Bounding box annotation entries:
· · · ·
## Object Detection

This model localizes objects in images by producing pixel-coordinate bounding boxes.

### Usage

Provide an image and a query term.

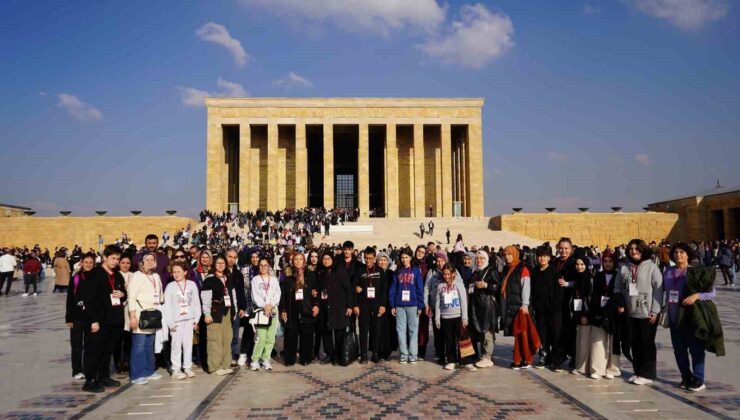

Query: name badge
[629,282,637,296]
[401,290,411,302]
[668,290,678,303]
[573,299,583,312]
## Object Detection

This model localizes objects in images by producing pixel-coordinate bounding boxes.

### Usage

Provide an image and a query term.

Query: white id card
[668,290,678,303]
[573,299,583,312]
· · · ·
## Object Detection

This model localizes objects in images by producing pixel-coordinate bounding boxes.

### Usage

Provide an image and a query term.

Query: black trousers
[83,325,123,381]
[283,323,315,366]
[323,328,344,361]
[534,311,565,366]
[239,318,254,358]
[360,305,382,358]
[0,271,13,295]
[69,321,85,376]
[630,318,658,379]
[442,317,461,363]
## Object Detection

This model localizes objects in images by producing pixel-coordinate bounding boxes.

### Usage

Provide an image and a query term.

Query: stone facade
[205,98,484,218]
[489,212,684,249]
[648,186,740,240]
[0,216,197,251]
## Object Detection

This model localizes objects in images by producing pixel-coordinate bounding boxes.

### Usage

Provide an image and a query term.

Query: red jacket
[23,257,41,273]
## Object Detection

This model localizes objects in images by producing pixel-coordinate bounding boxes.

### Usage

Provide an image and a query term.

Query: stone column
· · · ·
#### [WHAT YOU NEED TO DO]
Extract each line of the listing above that contains the word "stone", and reproduce those lines unchanged.

#### [WRITTEN ANSWER]
Query: stone facade
Query: stone column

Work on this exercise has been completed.